- _Aufgabenstellung_: Aktualisieren Sie sämtliche Einträge, indem Sie „palm tree“ durch „coconut palm“ ersetzen und alles Übrige unverändert lassen. Lassen Sie die Bilder in Ihrer Antwort weg.

- _Einträge im Datensatz_:
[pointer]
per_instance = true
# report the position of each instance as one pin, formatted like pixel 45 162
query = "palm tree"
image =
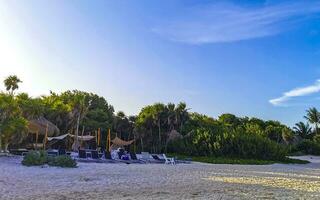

- _Lösung_:
[pointer]
per_instance = true
# report the position of each instance as one pin, formatted like pixel 45 162
query = "coconut palm"
image =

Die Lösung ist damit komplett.